• **La consigne**
D'après l'extrait à lire, que se passe-t-il, selon Dreuff, lorsque les besoins de main d'oeuvre et de ressources supplémentaires des entreprises sont remplis à l'extérieur ?

• **Extrait à lire**
....
Pourquoi voter ? Voter pour quoi ? S01E02


 Dédé -
On est relativement en phase, mais ce qu'il me manque, pour savoir quoi voter, est de pouvoir faire une projection de la France avec chaque candidat. Je ne suis pas capable d'imaginer ce qui pourrait se passer. Est-il nécessaire de ne pas trop pénaliser, voire avantager encore un peu plus les entreprises pour que notre pays reste compétitif ? Est-il nécessaire que notre pays soit compétitif ? La France a-t-elle réellement besoin de l'Europe, de l'euro ? Que se passera-t-il sinon ? Et voilà, ça me saoule, comme à chaque fois. Je n'ai aucune réponse à toutes ces questions. Quand j'essaye de me renseigner, je ne suis jamais vraiment contre un argument, qu'il soit de droite ou de gauche, encore moins du centre. Je pense que mon manque d'intérêt à mené à mon inculture politique, et du coup je suis neutre, indécis, voire agnostique.
J'ai en tête les synthèses que tu fais des candidats les plus connus, mais c'est complètement insuffisant pour me faire un avis et faire un vrai choix.

Dreuff - 
Alors, je n'ai pas de réponse définitive à toutes tes questions, je n'ai que des éléments de réponse, et pire ce ne sont que les miens glanés au fur et à mesure de mes lectures, recherches et analyses.

Aider les entreprises à devenir plus compétitives ? La compétitivité de la France...
Bien sûr que la question est complexe. Il est nécessaire que l'économie soit vivante et dynamique mais dans quel but ? Prenons les choses à la base, plus les entreprises sont florissantes, plus elles ont besoin de main d'oeuvre et de ressources et donc cela fait mécaniquement baisser le chômage, qui implique une hausse de la consommation et ainsi cela augmente l'activité et la richesse des entreprises. C'est cette spirale vers le haut qui est recherchée et à cela personne n'a rien à dire. C'est d'autant plus vertueux que l'effet indirect de tout cela est que cela augmente l'assiette d'imposition et donc les capacités d'action de l'état. Mais la réalité est moins simple.
En effet, si les besoins de main d'oeuvre et des ressources supplémentaires sont remplis à l'extérieur alors seule la marge de l'entreprise augmente mais cela n'a pas d'effet global positif sur l'économie du pays. Et si de plus, cette marge n'est pas réinvestie en France mais au pire dans un compte aux îles Caïman, on a tout faux, sur toute la ligne.
....
• **Enregistrements bruts**
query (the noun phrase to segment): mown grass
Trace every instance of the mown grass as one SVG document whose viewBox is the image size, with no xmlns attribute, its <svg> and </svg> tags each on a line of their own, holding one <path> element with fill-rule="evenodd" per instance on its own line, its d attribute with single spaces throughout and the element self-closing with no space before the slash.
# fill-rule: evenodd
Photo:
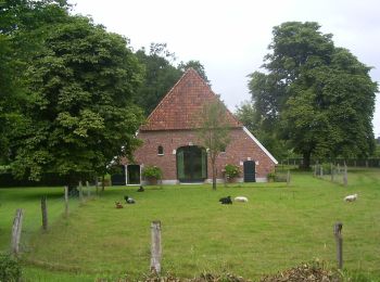
<svg viewBox="0 0 380 282">
<path fill-rule="evenodd" d="M 1 190 L 1 218 L 11 218 L 0 219 L 0 231 L 11 232 L 5 226 L 14 210 L 7 214 L 5 207 L 30 214 L 35 231 L 23 259 L 31 281 L 141 278 L 149 270 L 150 223 L 156 219 L 163 228 L 164 272 L 185 278 L 232 272 L 256 279 L 313 259 L 334 267 L 332 227 L 342 221 L 345 269 L 380 279 L 380 170 L 351 170 L 349 181 L 344 188 L 297 172 L 290 187 L 244 183 L 212 191 L 211 185 L 174 185 L 143 193 L 136 187 L 110 188 L 72 209 L 68 218 L 61 216 L 62 189 Z M 38 201 L 45 191 L 48 203 L 61 210 L 51 211 L 49 205 L 53 223 L 48 232 L 38 228 Z M 351 193 L 358 193 L 358 201 L 344 203 Z M 126 194 L 137 204 L 116 209 L 114 202 Z M 226 195 L 245 195 L 250 202 L 220 205 L 218 198 Z M 7 241 L 1 239 L 2 248 Z"/>
</svg>

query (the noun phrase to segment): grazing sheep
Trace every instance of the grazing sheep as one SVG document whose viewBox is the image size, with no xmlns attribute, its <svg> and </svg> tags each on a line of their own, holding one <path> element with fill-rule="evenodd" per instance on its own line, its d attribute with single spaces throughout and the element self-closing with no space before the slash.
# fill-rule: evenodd
<svg viewBox="0 0 380 282">
<path fill-rule="evenodd" d="M 124 206 L 121 204 L 121 202 L 115 202 L 116 208 L 123 208 Z"/>
<path fill-rule="evenodd" d="M 124 200 L 127 204 L 135 204 L 136 201 L 134 198 L 131 198 L 130 196 L 124 196 Z"/>
<path fill-rule="evenodd" d="M 354 202 L 354 201 L 356 201 L 356 198 L 357 198 L 357 194 L 353 194 L 353 195 L 345 196 L 344 201 L 345 202 Z"/>
<path fill-rule="evenodd" d="M 219 202 L 220 202 L 223 205 L 232 205 L 231 196 L 220 197 L 220 198 L 219 198 Z"/>
<path fill-rule="evenodd" d="M 242 202 L 242 203 L 246 203 L 248 202 L 248 197 L 246 196 L 236 196 L 235 202 Z"/>
</svg>

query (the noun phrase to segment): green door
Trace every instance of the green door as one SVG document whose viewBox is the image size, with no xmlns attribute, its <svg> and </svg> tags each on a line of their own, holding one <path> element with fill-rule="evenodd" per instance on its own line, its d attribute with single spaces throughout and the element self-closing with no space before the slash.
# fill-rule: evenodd
<svg viewBox="0 0 380 282">
<path fill-rule="evenodd" d="M 207 178 L 207 154 L 199 146 L 177 150 L 177 178 L 180 182 L 201 182 Z"/>
</svg>

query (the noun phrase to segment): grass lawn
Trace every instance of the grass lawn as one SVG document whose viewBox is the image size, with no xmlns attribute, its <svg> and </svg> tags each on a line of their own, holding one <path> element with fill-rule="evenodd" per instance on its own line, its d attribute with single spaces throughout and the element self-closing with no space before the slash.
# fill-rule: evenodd
<svg viewBox="0 0 380 282">
<path fill-rule="evenodd" d="M 136 187 L 106 189 L 71 204 L 62 217 L 62 189 L 0 190 L 0 246 L 9 247 L 15 208 L 25 209 L 24 273 L 30 281 L 141 278 L 150 264 L 150 223 L 162 221 L 163 272 L 191 278 L 203 271 L 256 279 L 319 259 L 335 266 L 334 222 L 343 222 L 344 268 L 380 280 L 380 170 L 350 170 L 349 187 L 294 174 L 292 183 Z M 347 194 L 358 201 L 344 203 Z M 39 200 L 48 194 L 48 232 Z M 136 205 L 116 209 L 123 196 Z M 221 196 L 249 203 L 220 205 Z"/>
</svg>

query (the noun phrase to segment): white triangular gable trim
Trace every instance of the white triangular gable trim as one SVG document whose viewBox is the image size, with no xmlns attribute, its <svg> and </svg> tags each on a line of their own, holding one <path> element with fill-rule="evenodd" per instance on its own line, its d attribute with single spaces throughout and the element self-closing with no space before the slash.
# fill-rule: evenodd
<svg viewBox="0 0 380 282">
<path fill-rule="evenodd" d="M 246 129 L 245 126 L 243 126 L 244 132 L 259 146 L 261 150 L 264 151 L 264 153 L 276 164 L 278 165 L 277 159 L 268 152 L 268 150 L 263 146 L 263 144 L 250 132 L 250 130 Z"/>
</svg>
....
• **Solution du problème**
Seule la marge de l'entreprise augmente, sans effet global positif sur l'économie du pays.